[Lines of data]
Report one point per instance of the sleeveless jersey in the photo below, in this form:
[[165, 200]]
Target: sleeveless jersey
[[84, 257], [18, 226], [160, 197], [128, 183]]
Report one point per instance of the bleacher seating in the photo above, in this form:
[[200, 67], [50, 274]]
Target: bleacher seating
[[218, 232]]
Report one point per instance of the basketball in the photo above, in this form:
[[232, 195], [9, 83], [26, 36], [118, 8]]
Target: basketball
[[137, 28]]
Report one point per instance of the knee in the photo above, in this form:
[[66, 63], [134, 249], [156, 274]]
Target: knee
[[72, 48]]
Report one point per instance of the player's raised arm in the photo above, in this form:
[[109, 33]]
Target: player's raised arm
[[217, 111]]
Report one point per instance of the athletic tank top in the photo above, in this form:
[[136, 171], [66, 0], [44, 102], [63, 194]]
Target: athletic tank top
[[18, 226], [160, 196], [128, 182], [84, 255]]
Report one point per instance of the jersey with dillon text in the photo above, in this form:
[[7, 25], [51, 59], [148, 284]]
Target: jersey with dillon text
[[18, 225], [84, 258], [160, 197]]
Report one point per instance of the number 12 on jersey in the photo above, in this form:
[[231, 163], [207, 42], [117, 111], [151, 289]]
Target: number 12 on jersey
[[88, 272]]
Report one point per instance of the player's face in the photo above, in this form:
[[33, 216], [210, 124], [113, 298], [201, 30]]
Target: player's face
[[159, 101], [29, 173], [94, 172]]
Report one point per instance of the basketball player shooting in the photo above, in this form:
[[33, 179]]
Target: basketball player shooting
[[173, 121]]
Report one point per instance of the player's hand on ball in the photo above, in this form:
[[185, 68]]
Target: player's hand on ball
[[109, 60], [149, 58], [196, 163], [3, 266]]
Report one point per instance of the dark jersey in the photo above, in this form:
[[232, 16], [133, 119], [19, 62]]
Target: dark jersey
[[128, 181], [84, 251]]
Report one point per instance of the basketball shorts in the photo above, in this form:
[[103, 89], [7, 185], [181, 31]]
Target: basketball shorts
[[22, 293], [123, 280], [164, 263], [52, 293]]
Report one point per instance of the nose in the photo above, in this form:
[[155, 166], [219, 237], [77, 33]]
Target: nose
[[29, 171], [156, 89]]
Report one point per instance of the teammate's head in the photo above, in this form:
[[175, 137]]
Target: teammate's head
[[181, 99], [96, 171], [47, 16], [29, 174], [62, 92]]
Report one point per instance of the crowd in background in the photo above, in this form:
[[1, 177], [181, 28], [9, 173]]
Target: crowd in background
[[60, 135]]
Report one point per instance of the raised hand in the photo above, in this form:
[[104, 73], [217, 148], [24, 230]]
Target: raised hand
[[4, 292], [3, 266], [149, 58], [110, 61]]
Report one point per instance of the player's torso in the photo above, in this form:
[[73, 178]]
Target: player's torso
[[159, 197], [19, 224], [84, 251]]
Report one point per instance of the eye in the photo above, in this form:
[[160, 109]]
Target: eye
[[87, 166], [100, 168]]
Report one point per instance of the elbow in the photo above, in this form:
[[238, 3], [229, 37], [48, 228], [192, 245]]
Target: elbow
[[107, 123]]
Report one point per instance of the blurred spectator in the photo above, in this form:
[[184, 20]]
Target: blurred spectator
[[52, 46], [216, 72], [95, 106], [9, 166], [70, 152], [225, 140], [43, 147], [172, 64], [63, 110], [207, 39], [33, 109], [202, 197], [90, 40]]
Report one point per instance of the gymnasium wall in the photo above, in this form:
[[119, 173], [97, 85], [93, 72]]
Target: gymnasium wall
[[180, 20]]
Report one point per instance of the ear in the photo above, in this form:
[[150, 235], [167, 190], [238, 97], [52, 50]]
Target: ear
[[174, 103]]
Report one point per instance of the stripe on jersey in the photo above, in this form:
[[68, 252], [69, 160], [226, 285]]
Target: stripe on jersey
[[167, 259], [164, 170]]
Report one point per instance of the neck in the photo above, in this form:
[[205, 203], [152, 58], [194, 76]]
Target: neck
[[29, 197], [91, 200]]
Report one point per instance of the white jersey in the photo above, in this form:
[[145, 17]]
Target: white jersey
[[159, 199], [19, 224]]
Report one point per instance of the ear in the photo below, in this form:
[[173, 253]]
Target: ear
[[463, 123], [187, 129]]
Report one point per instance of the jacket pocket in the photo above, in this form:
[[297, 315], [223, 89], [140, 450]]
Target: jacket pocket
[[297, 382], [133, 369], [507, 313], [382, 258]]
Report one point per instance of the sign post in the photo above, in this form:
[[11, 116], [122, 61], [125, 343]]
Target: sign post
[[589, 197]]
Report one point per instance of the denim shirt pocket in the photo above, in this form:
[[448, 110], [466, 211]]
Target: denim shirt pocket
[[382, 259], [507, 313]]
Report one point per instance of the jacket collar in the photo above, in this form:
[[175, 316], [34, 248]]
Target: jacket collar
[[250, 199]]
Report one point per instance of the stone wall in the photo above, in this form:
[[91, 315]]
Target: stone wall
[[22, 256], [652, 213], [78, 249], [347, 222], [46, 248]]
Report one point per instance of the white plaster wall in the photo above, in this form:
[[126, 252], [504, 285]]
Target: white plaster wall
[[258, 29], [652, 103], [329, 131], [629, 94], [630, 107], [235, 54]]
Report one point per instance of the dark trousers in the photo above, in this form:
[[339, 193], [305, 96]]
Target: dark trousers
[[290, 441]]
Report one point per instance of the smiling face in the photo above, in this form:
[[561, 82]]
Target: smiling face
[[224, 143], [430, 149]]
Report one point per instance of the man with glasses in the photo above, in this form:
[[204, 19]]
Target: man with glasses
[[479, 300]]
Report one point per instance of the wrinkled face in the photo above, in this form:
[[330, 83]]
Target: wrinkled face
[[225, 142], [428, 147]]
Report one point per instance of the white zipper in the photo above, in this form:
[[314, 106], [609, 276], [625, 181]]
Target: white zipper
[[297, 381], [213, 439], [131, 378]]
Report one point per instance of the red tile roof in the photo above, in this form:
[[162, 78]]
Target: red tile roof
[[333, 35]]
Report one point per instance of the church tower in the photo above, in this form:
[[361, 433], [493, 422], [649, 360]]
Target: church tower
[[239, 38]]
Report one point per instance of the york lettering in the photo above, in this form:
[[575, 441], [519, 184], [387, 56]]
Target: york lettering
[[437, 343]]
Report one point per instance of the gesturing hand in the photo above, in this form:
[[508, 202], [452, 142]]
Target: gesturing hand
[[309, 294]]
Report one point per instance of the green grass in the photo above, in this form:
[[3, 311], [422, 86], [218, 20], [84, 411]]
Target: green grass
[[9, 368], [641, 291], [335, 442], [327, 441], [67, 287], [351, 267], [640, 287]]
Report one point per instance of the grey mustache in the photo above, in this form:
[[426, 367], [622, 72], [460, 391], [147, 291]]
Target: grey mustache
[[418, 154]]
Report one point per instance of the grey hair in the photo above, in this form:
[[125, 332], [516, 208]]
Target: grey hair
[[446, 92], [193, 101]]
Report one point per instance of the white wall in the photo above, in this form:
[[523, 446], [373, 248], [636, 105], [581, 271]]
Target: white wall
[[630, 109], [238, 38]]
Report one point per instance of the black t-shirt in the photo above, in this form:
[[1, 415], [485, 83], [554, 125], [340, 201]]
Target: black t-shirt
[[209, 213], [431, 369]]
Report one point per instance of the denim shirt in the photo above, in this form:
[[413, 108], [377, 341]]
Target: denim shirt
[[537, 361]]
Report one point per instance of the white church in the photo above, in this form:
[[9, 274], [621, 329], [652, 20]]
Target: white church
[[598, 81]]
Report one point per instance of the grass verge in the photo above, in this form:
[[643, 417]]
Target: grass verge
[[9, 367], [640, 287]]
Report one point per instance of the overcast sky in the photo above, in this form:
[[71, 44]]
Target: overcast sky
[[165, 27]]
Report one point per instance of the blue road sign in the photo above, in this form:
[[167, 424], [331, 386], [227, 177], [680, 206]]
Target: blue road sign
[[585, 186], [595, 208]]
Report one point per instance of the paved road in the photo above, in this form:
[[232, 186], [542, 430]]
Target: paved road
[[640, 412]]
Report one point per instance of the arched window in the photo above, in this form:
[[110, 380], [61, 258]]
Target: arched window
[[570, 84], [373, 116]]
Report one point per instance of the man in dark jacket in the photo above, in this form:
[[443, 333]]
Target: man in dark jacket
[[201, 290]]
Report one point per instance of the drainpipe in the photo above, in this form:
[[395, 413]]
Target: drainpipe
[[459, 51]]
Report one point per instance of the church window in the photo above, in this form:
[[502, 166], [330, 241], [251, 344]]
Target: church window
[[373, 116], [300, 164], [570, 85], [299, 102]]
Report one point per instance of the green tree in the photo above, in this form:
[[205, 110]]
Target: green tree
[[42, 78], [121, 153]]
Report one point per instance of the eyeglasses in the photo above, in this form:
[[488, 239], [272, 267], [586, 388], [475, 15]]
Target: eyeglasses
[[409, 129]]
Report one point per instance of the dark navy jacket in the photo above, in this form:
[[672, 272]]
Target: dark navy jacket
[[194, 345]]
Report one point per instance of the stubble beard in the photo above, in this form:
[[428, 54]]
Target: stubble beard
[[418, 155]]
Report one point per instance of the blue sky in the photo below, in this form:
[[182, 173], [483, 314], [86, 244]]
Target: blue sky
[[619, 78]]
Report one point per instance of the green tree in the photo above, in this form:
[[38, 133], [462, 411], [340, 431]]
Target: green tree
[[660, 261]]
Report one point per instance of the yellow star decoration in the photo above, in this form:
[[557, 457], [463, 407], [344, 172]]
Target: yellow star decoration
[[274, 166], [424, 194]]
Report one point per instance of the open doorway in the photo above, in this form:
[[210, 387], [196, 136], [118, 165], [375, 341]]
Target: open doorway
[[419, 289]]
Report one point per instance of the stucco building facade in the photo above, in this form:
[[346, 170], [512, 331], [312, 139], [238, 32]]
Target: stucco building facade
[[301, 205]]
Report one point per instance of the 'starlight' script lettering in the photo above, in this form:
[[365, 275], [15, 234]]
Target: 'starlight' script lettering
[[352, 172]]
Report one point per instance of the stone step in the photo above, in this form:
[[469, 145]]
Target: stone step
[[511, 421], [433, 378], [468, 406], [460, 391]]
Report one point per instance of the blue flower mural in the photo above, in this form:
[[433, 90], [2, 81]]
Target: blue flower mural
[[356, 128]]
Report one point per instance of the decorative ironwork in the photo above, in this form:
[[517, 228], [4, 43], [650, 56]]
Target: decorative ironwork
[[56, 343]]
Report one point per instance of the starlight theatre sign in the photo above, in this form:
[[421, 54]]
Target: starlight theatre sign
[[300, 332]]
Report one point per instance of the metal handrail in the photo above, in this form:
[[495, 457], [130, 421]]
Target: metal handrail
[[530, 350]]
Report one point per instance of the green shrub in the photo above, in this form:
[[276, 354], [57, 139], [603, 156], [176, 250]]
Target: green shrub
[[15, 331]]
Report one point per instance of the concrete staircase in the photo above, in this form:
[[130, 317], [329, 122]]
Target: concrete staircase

--

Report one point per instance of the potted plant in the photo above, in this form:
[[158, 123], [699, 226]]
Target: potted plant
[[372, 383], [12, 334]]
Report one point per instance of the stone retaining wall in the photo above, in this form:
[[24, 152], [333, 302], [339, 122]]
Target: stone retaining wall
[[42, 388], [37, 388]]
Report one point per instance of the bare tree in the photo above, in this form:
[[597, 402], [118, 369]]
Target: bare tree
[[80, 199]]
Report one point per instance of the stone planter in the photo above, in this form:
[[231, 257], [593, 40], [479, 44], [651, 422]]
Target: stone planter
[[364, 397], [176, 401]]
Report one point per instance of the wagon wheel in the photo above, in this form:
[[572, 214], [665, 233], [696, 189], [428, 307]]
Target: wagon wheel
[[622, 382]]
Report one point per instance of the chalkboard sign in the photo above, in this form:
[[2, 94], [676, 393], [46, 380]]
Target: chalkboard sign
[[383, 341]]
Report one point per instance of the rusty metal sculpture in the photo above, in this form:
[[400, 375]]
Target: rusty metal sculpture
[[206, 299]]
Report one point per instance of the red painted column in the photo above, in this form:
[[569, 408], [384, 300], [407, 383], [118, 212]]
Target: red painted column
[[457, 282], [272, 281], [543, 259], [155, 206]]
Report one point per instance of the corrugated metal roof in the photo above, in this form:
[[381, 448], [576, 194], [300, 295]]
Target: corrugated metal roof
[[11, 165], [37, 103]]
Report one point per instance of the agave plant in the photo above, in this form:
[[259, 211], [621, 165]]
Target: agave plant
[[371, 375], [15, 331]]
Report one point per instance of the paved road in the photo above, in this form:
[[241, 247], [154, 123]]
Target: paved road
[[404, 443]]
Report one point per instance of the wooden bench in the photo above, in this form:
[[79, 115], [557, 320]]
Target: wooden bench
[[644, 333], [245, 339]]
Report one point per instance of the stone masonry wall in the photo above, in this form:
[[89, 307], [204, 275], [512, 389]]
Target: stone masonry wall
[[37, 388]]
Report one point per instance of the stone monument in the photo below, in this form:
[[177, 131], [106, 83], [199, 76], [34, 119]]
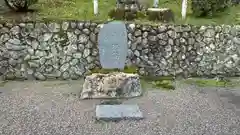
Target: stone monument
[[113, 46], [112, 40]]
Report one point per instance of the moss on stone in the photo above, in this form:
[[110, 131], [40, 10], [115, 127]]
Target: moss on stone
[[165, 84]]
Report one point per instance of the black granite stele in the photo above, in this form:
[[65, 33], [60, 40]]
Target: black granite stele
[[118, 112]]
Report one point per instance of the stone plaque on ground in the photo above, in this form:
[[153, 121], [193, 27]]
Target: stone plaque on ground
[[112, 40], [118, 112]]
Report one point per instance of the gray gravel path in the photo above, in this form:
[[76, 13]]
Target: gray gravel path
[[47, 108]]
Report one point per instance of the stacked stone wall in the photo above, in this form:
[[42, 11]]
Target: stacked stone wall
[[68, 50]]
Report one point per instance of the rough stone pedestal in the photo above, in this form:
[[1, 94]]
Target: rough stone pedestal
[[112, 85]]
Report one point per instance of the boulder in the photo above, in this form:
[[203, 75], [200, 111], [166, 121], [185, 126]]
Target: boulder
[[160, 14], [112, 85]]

**REQUIREMENT**
Copy everything from the line containing "Report one point per instance of the man with" down to the line containing "[[297, 381], [213, 439], [131, 378]]", renaming "white zipper" to "silver zipper" and leaving every other character unchanged.

**SOLUTION BELOW**
Report one point per instance of the man with glasses in the photo above, in this form:
[[204, 19]]
Target: man with glasses
[[479, 300]]
Report one point per instance of the wrinkled face in the photo above, in this form:
[[330, 83]]
Target: wrinkled face
[[225, 142], [428, 147]]
Report one point per instance of the silver zipper in the photo above, in this form:
[[314, 106], [609, 276], [625, 181]]
Target: silver zipper
[[297, 381], [213, 439], [131, 378]]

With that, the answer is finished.